### [Provided data]
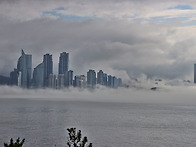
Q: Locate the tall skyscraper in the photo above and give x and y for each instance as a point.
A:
(48, 68)
(68, 78)
(52, 81)
(91, 78)
(38, 76)
(105, 79)
(63, 62)
(100, 76)
(80, 81)
(24, 68)
(14, 77)
(110, 81)
(194, 73)
(60, 81)
(115, 82)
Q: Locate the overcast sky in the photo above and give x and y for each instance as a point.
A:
(126, 38)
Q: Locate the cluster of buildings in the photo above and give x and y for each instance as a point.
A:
(43, 76)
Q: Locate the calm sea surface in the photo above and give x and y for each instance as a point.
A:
(43, 123)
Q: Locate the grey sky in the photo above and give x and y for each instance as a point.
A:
(126, 39)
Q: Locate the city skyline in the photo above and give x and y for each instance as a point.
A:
(126, 38)
(44, 77)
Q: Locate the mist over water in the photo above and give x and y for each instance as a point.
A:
(108, 117)
(164, 94)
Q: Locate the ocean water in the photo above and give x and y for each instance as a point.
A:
(43, 123)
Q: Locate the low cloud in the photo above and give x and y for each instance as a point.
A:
(118, 48)
(166, 94)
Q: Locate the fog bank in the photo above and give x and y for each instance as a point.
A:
(164, 94)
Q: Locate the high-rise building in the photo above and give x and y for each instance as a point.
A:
(110, 81)
(60, 81)
(14, 77)
(38, 76)
(52, 82)
(24, 66)
(105, 79)
(115, 82)
(63, 62)
(91, 78)
(48, 68)
(69, 78)
(100, 76)
(119, 82)
(80, 81)
(194, 73)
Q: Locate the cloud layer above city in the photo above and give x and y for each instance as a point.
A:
(126, 38)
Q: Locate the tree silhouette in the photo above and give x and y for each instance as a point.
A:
(75, 139)
(16, 144)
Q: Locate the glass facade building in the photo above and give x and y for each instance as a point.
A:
(48, 68)
(38, 76)
(24, 66)
(63, 62)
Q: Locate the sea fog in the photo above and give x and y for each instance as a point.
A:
(109, 118)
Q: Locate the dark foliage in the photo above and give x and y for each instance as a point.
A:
(75, 139)
(18, 143)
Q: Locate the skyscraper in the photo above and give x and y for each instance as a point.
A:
(91, 78)
(24, 67)
(38, 76)
(110, 81)
(14, 77)
(194, 73)
(52, 82)
(100, 76)
(63, 62)
(68, 78)
(48, 68)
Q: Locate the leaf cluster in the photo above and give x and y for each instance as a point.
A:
(75, 139)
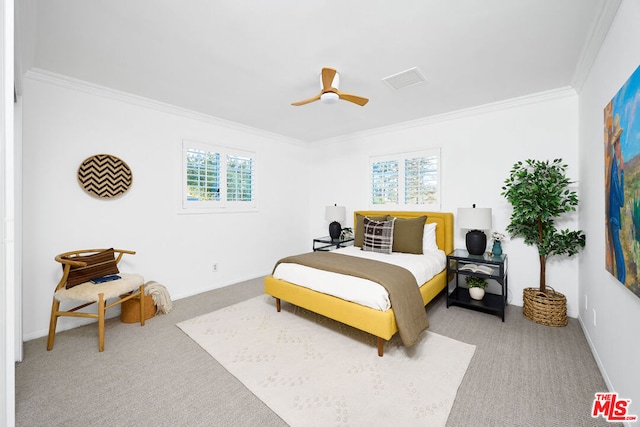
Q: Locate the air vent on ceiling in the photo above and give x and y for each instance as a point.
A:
(406, 78)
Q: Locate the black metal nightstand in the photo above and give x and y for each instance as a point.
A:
(329, 244)
(460, 262)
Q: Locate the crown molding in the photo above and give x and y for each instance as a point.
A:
(591, 48)
(549, 95)
(67, 82)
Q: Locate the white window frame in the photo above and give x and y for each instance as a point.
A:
(400, 158)
(221, 205)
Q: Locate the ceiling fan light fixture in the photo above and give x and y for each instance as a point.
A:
(329, 98)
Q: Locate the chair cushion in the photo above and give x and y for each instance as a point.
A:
(98, 265)
(88, 292)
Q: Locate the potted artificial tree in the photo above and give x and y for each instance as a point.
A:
(539, 193)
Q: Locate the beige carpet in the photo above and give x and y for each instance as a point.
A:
(313, 371)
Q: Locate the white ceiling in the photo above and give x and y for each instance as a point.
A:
(247, 60)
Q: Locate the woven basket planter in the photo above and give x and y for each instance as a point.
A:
(547, 308)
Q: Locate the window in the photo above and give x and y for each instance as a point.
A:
(406, 179)
(216, 178)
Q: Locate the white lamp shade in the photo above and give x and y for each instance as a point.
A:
(335, 213)
(474, 218)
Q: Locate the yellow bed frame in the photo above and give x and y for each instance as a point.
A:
(382, 324)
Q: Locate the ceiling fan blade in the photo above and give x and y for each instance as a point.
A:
(327, 78)
(353, 98)
(306, 101)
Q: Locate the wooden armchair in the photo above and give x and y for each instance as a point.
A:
(78, 269)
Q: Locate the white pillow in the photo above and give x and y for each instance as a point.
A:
(429, 237)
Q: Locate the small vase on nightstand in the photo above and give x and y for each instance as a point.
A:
(497, 248)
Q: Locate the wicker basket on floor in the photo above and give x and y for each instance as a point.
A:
(547, 308)
(131, 309)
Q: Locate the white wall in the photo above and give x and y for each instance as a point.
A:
(614, 338)
(478, 149)
(66, 122)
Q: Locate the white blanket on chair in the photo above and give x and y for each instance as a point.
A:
(160, 296)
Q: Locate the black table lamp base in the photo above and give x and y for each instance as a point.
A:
(476, 242)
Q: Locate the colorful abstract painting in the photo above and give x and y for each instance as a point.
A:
(622, 183)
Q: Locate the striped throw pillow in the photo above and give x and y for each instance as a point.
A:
(378, 236)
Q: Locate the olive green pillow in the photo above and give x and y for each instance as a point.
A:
(407, 235)
(359, 228)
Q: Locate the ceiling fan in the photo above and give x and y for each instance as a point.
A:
(329, 82)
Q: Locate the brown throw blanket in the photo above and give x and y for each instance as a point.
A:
(401, 285)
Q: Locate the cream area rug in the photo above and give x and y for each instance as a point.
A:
(313, 371)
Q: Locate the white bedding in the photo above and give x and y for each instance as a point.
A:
(355, 289)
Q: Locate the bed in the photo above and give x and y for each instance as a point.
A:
(380, 323)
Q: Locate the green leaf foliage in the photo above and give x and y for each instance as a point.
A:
(538, 191)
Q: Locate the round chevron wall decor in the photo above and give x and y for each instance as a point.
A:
(105, 176)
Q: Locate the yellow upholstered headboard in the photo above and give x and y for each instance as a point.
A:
(444, 221)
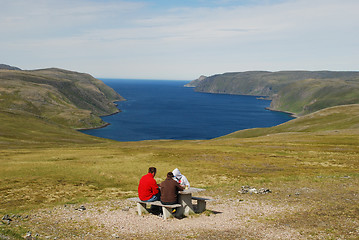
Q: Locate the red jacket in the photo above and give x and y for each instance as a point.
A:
(147, 187)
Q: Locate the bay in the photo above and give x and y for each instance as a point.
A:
(160, 109)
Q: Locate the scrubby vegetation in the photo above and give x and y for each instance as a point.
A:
(310, 164)
(299, 92)
(68, 98)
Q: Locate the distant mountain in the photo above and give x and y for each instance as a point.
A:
(64, 97)
(299, 92)
(8, 67)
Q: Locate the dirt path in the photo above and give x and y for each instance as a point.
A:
(225, 219)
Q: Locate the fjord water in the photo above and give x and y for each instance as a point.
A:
(158, 109)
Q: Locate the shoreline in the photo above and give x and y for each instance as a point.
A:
(106, 124)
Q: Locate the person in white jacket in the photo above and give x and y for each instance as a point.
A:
(181, 179)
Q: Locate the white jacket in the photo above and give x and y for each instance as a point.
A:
(181, 179)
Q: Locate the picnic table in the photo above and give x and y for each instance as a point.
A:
(184, 207)
(185, 199)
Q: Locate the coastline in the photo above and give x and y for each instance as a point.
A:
(105, 124)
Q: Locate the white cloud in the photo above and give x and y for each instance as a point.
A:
(124, 39)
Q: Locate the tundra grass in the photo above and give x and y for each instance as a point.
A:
(317, 170)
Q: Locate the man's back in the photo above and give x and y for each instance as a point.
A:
(147, 187)
(169, 190)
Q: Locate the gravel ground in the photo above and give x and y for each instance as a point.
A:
(224, 219)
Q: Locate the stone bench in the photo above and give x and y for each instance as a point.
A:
(201, 203)
(166, 209)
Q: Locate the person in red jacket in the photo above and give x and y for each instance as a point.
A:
(148, 190)
(169, 190)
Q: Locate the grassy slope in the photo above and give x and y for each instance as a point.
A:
(334, 118)
(44, 164)
(300, 92)
(65, 97)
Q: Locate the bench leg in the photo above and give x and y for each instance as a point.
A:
(141, 208)
(201, 206)
(167, 212)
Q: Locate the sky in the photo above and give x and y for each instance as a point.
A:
(179, 39)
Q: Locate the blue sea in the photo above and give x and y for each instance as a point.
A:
(159, 109)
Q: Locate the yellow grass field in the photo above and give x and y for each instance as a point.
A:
(318, 169)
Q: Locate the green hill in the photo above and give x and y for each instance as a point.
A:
(330, 119)
(64, 97)
(46, 167)
(299, 92)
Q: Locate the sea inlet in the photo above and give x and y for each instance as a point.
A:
(161, 109)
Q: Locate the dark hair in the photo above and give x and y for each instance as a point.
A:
(152, 170)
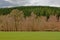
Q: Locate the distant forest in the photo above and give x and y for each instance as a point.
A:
(30, 18)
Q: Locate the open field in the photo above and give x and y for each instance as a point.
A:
(29, 35)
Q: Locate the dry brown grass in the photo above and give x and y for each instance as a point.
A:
(15, 21)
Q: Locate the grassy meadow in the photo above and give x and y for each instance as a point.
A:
(29, 35)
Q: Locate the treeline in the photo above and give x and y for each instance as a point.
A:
(38, 10)
(15, 21)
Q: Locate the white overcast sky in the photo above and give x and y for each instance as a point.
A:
(10, 3)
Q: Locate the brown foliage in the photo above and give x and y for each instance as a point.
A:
(15, 21)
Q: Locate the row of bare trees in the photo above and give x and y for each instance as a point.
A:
(15, 21)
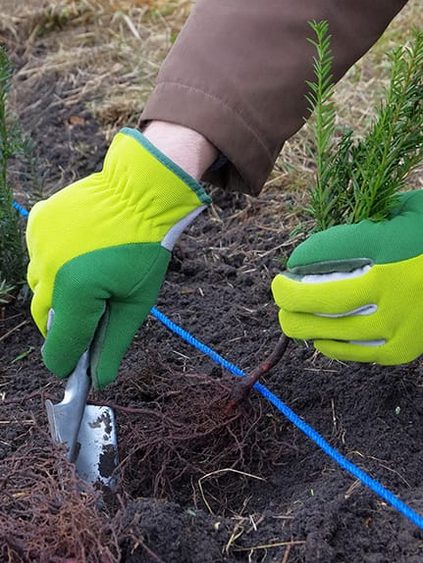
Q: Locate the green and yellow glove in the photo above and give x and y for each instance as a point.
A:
(106, 240)
(357, 290)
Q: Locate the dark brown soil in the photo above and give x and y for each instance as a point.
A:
(303, 508)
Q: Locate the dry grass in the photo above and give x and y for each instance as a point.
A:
(111, 51)
(357, 94)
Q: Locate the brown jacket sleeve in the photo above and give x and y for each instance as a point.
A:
(237, 74)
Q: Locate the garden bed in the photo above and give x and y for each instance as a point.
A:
(245, 486)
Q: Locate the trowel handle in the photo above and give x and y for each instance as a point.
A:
(78, 384)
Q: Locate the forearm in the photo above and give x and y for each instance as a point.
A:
(187, 148)
(237, 74)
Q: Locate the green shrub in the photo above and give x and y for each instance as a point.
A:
(12, 253)
(359, 178)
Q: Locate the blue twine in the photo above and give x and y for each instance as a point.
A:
(22, 210)
(355, 471)
(343, 462)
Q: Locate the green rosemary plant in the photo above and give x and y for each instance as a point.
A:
(359, 178)
(12, 254)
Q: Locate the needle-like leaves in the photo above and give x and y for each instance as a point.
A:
(359, 179)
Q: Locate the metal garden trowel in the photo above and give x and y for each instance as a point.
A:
(88, 431)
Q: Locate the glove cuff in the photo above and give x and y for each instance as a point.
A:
(163, 197)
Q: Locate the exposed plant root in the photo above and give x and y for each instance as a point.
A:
(242, 387)
(44, 513)
(184, 432)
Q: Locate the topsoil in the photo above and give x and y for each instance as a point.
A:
(198, 484)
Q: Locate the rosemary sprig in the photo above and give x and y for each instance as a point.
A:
(360, 179)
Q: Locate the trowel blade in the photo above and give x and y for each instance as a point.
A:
(97, 453)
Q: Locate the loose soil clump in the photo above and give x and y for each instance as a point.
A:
(199, 484)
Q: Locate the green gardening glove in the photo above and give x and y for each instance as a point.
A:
(357, 290)
(106, 240)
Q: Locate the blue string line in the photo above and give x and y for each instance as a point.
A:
(355, 471)
(347, 465)
(22, 210)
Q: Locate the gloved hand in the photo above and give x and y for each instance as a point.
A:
(106, 239)
(357, 290)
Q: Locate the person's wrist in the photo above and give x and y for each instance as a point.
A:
(185, 147)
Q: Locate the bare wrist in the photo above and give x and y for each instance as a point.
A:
(186, 147)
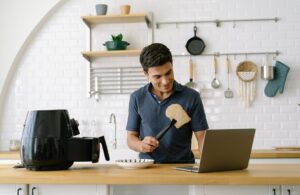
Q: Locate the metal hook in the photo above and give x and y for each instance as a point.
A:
(233, 24)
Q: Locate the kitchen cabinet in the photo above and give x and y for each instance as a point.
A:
(110, 79)
(63, 189)
(13, 189)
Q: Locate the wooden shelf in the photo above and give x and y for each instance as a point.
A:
(130, 18)
(92, 54)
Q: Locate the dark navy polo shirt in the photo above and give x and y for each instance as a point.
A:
(147, 117)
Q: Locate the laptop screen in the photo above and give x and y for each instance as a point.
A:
(226, 149)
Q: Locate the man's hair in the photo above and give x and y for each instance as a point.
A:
(155, 54)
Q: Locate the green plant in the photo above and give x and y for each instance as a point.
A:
(118, 37)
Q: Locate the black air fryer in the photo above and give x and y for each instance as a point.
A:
(48, 144)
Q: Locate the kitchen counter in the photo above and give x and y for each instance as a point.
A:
(258, 153)
(256, 174)
(267, 153)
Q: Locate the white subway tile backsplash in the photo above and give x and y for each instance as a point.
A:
(51, 73)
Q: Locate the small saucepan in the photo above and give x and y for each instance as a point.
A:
(195, 45)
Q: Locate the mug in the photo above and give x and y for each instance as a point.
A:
(125, 9)
(101, 9)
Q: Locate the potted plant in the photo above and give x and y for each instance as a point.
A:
(117, 43)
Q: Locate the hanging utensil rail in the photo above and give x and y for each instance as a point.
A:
(231, 54)
(217, 21)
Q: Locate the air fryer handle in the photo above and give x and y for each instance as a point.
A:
(104, 146)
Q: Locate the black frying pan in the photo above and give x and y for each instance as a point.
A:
(195, 45)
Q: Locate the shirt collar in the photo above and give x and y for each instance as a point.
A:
(176, 87)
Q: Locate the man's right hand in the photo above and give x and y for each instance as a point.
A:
(148, 144)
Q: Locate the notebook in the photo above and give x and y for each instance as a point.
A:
(224, 150)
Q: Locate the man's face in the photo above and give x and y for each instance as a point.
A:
(161, 77)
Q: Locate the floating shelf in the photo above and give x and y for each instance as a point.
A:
(130, 18)
(93, 54)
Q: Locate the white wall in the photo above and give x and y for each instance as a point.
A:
(18, 21)
(51, 73)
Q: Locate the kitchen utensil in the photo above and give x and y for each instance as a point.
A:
(178, 117)
(134, 163)
(215, 82)
(48, 144)
(191, 84)
(228, 93)
(246, 72)
(195, 45)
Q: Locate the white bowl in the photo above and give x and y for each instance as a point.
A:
(134, 163)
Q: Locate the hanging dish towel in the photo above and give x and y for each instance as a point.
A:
(280, 73)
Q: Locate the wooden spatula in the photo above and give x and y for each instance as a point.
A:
(178, 117)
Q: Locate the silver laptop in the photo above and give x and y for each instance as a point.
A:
(224, 150)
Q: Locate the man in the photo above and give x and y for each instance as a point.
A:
(147, 108)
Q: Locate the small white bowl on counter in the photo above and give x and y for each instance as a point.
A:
(134, 163)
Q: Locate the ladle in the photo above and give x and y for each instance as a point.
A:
(215, 82)
(228, 93)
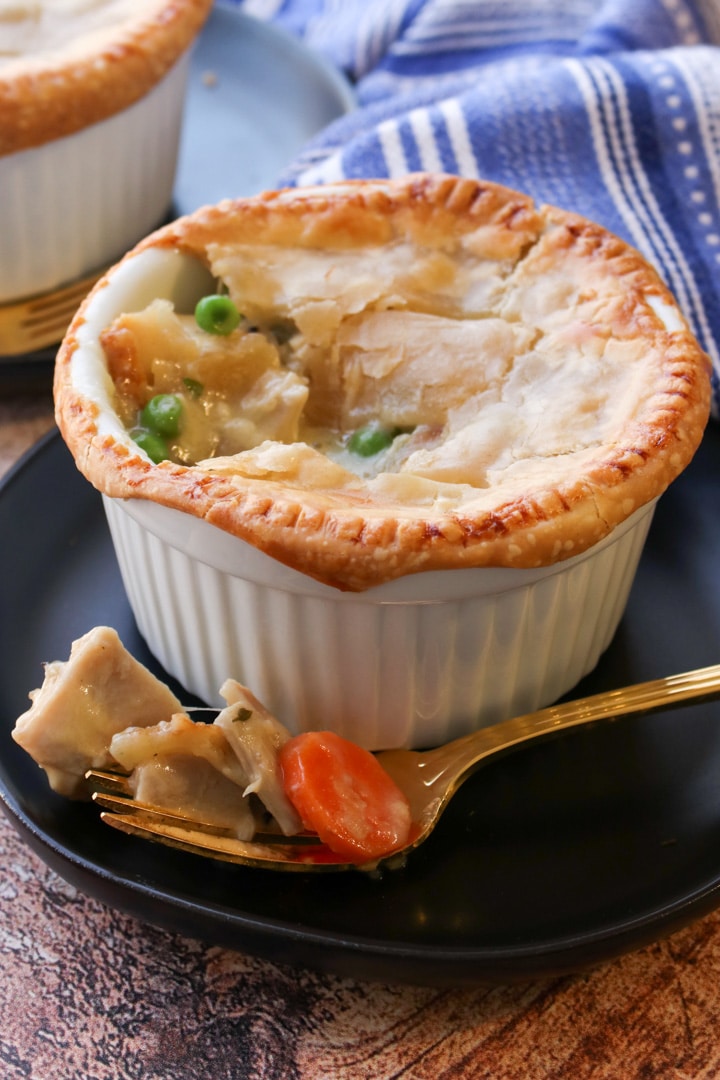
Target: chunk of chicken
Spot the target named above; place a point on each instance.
(187, 767)
(256, 737)
(83, 701)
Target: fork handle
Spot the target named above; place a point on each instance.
(451, 764)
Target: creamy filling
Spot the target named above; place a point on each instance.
(416, 372)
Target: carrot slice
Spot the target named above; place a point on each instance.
(342, 793)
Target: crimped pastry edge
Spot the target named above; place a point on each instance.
(352, 544)
(44, 98)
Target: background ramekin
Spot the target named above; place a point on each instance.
(77, 203)
(413, 662)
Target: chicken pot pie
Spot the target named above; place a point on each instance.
(92, 94)
(67, 64)
(418, 375)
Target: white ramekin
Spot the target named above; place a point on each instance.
(76, 204)
(411, 663)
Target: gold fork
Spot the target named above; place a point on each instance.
(429, 779)
(40, 321)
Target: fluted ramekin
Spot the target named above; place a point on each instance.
(413, 662)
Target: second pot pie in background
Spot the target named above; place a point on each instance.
(91, 100)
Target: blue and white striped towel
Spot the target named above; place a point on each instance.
(607, 107)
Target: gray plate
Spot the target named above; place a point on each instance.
(256, 96)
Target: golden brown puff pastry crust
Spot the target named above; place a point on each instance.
(118, 51)
(586, 397)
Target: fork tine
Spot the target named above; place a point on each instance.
(229, 849)
(110, 791)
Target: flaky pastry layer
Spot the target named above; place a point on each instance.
(63, 68)
(562, 386)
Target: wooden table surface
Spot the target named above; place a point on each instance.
(89, 994)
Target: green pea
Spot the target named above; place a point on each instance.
(193, 388)
(162, 415)
(217, 314)
(153, 445)
(369, 441)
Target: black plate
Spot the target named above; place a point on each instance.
(561, 854)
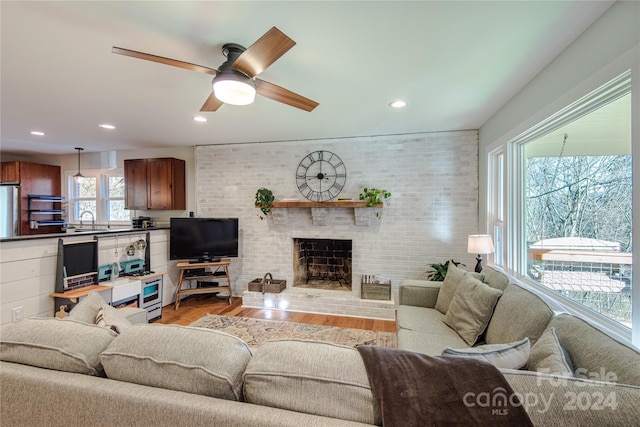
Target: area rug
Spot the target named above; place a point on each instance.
(256, 331)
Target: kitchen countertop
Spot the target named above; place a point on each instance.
(82, 233)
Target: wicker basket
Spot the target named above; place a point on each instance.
(267, 285)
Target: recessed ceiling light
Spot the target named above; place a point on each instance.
(398, 104)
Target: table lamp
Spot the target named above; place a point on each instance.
(479, 244)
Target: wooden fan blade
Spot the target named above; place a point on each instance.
(163, 60)
(211, 104)
(285, 96)
(264, 52)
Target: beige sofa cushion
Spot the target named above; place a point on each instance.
(449, 286)
(506, 356)
(518, 314)
(471, 308)
(110, 317)
(194, 360)
(87, 309)
(313, 377)
(64, 345)
(548, 355)
(595, 354)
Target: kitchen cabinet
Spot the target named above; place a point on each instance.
(155, 184)
(35, 180)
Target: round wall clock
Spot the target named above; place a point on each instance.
(321, 176)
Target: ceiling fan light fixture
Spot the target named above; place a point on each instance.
(233, 87)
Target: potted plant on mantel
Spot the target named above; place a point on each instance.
(373, 196)
(264, 201)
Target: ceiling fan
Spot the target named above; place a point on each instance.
(235, 82)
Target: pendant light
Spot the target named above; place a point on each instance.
(78, 175)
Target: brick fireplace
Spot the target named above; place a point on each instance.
(322, 264)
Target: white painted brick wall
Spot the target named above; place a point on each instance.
(433, 179)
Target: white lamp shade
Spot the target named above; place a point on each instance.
(234, 91)
(480, 244)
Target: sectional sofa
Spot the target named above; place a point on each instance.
(99, 367)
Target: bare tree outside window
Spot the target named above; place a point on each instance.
(579, 211)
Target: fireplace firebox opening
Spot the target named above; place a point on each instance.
(322, 264)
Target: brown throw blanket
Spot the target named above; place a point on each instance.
(413, 389)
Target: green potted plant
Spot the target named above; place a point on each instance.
(439, 271)
(374, 196)
(264, 201)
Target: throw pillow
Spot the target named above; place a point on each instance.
(448, 288)
(52, 343)
(183, 358)
(111, 318)
(508, 356)
(471, 308)
(87, 309)
(549, 356)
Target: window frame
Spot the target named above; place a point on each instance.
(515, 258)
(102, 188)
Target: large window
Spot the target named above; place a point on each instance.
(98, 197)
(570, 187)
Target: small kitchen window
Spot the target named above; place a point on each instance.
(97, 198)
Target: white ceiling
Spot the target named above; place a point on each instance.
(455, 63)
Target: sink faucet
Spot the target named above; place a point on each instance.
(93, 220)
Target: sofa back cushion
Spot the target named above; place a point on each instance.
(51, 343)
(318, 378)
(450, 285)
(471, 309)
(595, 354)
(518, 314)
(194, 360)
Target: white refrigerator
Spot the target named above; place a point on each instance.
(9, 210)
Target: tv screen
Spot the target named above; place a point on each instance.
(80, 258)
(203, 239)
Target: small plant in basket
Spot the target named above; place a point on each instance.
(373, 196)
(439, 271)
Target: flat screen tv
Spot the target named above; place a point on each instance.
(203, 239)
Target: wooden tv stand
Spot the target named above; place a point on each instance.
(221, 270)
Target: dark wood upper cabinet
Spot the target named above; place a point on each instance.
(135, 177)
(155, 184)
(10, 173)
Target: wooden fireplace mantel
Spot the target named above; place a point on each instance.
(361, 211)
(307, 204)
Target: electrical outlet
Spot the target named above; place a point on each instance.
(17, 314)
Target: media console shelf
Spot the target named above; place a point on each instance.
(220, 270)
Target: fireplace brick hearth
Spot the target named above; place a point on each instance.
(321, 301)
(322, 264)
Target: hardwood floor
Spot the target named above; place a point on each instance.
(195, 307)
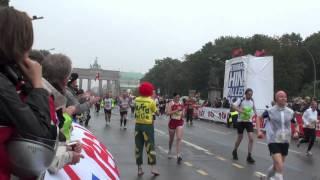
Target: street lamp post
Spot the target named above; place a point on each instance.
(37, 18)
(314, 70)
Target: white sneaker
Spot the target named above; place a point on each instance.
(309, 153)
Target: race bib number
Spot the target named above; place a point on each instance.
(283, 136)
(246, 115)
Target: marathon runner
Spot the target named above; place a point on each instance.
(278, 131)
(246, 109)
(145, 106)
(310, 119)
(124, 105)
(175, 112)
(108, 107)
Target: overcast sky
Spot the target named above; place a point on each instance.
(129, 35)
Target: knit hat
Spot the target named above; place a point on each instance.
(146, 89)
(73, 77)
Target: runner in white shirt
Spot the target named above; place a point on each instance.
(124, 106)
(278, 129)
(246, 109)
(310, 119)
(108, 107)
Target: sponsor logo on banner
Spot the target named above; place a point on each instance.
(236, 81)
(97, 164)
(221, 115)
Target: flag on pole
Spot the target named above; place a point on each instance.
(97, 76)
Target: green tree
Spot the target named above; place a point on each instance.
(4, 2)
(95, 64)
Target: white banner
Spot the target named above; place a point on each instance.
(97, 164)
(220, 114)
(250, 72)
(213, 114)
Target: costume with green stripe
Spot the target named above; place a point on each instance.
(144, 130)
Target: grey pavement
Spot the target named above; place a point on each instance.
(206, 153)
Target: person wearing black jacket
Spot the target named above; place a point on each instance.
(31, 116)
(25, 112)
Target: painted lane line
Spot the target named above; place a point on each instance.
(221, 158)
(215, 131)
(209, 153)
(163, 149)
(293, 151)
(218, 132)
(195, 146)
(290, 150)
(237, 165)
(259, 174)
(160, 132)
(188, 164)
(202, 172)
(184, 141)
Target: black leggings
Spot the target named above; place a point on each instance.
(309, 137)
(189, 115)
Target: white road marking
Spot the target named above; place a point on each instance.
(188, 164)
(202, 172)
(259, 174)
(221, 158)
(237, 165)
(290, 150)
(163, 149)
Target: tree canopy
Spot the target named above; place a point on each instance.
(293, 67)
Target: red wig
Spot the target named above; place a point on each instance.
(146, 89)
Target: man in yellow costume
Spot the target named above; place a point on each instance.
(145, 107)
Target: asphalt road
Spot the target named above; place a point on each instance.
(206, 152)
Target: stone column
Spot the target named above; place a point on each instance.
(80, 83)
(100, 88)
(89, 84)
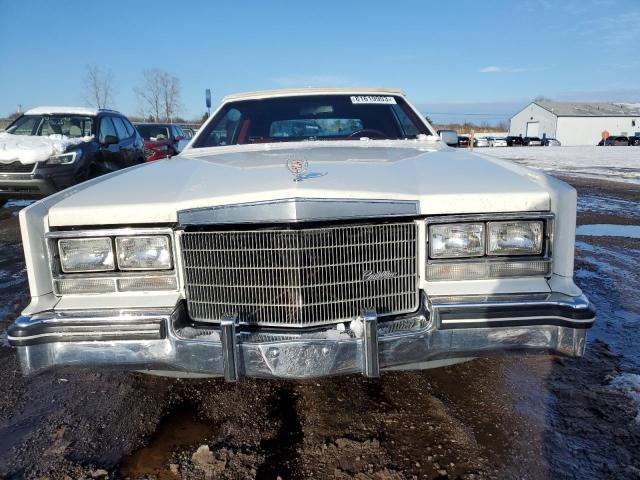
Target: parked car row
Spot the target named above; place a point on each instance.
(620, 141)
(302, 234)
(48, 149)
(509, 141)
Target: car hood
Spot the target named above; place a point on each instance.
(29, 149)
(441, 179)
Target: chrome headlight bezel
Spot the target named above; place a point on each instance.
(443, 234)
(125, 264)
(104, 243)
(491, 266)
(116, 280)
(536, 231)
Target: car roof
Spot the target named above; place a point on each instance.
(60, 110)
(292, 92)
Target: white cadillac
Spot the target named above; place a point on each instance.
(303, 233)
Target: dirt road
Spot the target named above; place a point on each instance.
(510, 417)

### [Task goal]
Scan the records above, then copy out each line that mentions "brick".

### [Answer below]
Target: brick fireplace
Target: white painted brick wall
Target: fireplace brick hearth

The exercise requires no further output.